*Brief A*
In the article on the VarCoPP and ORVAL tools, how many different diseases have the existing oligogenic variant combinations in DIDA been linked to?
*Brief B*
Extend the article on the VarCoPP and ORVAL tools by writing the paragraphs that come after its final sentence.

DIDA led to the university developing the Variant Combination Pathogenicity Predictor (VarCoPP), a computing method to predict bilocus variant combinations that may indicate specific diseases.
The VarCoPP machine learning method is described in an article that appeared in May in the Proceedings of the National Academy of Sciences. After training and testing VarCoPP with data from the 1000 Genomes Project and pathogenic variant combinations previously reported in DIDA, the Brussels team validated the tool on almost two dozen pathogenic variant combinations reported in studies that came out after the latest DIDA update.
With the development of ORVAL, VarCoPP been folded into the new platform.
The ORVAL platform predicts "edges," according to Renaux. "It's a way to see if there are synergies between the variants inside the genes and then aggregate them," he said.
Renaux noted that there can be several variant combinations between two genes, each carrying different mutation burdens. VarCoPP generates a prediction score that shows the probability of whether a variant combination causes a disease.
"The link between digenic prediction and this is to say that together we have several synergies happening, and then you will get this kind of leverage [in making a decision]," Renaux said.
The existing 250 oligogenic variant combinations in DIDA now have been linked to 54 different diseases. Even with a small dataset, "the signal is pretty clear," Renaux said at his poster presentation. The Brussels team, led by machine-learning specialist Tom Lenaerts and Interuniversity Institute of Bioinformatics founder Guillaume Smits, reported low rates of false positives for most of the gene combinations they studied.
However, the system is far from perfect. The researchers admitted in the paper that interpretation of oligogenic characteristics of individual phenotypes still requires some manual inspection.

*Supplied entries*

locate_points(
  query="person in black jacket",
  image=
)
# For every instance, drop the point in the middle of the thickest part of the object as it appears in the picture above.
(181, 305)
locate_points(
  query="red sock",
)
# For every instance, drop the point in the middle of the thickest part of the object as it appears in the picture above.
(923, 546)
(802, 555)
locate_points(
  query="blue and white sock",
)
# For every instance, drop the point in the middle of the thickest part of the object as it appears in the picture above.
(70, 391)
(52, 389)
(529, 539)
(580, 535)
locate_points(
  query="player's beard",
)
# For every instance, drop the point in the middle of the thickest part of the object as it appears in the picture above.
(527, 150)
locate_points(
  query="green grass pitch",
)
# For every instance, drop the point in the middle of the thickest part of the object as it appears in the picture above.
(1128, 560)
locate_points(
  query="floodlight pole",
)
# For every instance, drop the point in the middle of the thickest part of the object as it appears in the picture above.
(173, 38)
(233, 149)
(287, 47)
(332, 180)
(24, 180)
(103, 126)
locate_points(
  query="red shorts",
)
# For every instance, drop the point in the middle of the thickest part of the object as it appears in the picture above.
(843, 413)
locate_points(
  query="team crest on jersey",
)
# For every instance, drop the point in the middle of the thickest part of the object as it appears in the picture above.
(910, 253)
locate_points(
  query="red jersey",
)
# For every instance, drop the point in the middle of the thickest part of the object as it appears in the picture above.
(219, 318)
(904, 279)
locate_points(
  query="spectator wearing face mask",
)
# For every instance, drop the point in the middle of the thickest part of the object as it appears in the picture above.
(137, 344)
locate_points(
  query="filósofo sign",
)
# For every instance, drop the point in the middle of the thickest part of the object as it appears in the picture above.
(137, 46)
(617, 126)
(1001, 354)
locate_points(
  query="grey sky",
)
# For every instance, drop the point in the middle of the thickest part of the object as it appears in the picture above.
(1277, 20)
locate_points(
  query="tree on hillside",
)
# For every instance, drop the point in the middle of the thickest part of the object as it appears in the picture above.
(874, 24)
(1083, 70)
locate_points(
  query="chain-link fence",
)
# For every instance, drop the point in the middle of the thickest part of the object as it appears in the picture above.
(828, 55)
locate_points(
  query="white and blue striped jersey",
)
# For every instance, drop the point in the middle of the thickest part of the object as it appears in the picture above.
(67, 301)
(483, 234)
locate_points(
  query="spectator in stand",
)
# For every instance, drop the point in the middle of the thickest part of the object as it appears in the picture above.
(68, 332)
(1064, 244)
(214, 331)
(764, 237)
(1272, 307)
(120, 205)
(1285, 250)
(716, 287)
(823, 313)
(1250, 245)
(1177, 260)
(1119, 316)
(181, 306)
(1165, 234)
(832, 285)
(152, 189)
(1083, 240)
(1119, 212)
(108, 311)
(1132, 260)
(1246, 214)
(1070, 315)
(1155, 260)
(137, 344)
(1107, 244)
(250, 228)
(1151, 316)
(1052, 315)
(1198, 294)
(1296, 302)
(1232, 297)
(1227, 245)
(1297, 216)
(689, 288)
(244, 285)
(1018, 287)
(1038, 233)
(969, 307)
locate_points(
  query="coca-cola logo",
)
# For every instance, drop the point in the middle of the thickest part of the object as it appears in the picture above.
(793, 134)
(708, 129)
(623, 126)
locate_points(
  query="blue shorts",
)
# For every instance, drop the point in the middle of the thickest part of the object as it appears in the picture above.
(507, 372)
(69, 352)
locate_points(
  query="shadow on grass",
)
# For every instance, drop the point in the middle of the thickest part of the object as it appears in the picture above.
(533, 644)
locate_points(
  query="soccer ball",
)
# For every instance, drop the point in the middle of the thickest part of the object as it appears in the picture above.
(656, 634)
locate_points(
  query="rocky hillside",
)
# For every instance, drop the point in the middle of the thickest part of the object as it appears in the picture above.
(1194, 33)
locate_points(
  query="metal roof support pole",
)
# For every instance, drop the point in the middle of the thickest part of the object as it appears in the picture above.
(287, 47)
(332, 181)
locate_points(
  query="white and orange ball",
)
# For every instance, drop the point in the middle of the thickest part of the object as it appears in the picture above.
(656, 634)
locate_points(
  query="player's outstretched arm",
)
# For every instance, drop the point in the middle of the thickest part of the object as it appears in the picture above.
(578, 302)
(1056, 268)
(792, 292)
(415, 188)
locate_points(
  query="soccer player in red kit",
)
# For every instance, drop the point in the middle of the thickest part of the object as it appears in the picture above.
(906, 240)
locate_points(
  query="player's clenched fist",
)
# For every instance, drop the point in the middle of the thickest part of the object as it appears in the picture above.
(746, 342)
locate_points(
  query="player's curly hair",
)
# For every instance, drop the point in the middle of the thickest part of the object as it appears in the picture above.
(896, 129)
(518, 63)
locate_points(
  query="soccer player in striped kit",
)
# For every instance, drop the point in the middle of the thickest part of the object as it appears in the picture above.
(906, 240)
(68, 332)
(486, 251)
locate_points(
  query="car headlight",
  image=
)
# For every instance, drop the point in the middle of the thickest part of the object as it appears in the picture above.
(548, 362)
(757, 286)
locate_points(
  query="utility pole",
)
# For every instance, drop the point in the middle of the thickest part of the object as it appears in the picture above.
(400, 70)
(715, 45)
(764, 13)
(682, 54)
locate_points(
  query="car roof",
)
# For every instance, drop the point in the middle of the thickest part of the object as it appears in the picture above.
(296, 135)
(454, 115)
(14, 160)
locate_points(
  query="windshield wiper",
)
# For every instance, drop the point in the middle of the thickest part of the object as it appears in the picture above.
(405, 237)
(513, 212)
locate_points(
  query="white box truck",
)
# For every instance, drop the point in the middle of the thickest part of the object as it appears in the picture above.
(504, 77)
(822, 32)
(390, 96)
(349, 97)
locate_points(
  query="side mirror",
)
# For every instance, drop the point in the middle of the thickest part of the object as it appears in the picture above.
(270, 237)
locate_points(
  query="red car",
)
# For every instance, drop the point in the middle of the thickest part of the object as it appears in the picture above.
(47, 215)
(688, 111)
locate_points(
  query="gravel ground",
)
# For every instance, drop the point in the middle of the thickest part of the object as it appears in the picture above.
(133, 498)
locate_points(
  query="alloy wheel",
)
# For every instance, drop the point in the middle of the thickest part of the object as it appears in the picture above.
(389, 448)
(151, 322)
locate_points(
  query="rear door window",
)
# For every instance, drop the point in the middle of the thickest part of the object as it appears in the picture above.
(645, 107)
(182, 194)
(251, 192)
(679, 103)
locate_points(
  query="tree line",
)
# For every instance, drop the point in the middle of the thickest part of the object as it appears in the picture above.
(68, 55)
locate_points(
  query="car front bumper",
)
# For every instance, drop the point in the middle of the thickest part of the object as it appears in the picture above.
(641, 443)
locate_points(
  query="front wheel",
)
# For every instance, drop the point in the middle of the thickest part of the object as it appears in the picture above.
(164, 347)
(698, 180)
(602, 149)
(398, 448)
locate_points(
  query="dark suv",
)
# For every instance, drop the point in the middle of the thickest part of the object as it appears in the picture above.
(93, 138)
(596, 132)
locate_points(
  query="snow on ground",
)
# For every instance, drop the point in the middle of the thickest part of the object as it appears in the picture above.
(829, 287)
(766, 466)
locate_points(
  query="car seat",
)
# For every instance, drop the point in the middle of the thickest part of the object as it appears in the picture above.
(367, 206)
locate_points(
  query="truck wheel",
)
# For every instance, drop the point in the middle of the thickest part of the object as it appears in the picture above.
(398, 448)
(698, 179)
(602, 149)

*Response box A*
54 different diseases.

*Response box B*
Renaux said that his team is unsure whether this is the right path in bringing digenic and oligogenic prediction together. "It's kind of a hypothesis that we are just starting with," he said.
Next month, the group will add 100 more oligogenic data combinations to the 250 already in DIDA, based on recently published literature. They will retrain the machine learning models on the new data.
In the future, they are looking at integrating parent-child trio variant data to look for patterns of inheritance. "The integration of the patient's phenotypic information and its relation with other phenotypes could also offer more context to the results," they wrote in the journal article.
They also want to be able to support cohort analyses and are building a data pipeline to do so.
"The predictive quality of the methods used in ORVAL is dependent on the quality of the data in DIDA, which is noisy in the sense that not every instance has the same quality, even though they are all from peer-reviewed publications and curating efforts were made," the researchers wrote.
To improve the quality of DIDA, the researchers aim to expand it and introduce mechanisms to enable community rating of its content so high-quality subsets can be used for training and debated cases can be excluded with clear motivations, the researchers noted.
This early iteration of ORVAL is mainly for research, but the two hospitals affiliated with the university occasionally use the platform to match specific patients to variant combinations. "They will not use it directly for counseling because it's still a research and discovery tool, but it will help them with a combination of different evidences to make a decision for counseling," Renaux said.
However, he sees the platform evolving into something that could be used for counseling. Renaux said that the genetic team leader on the project wants ORVAL to become a "kind of diagnosis tool."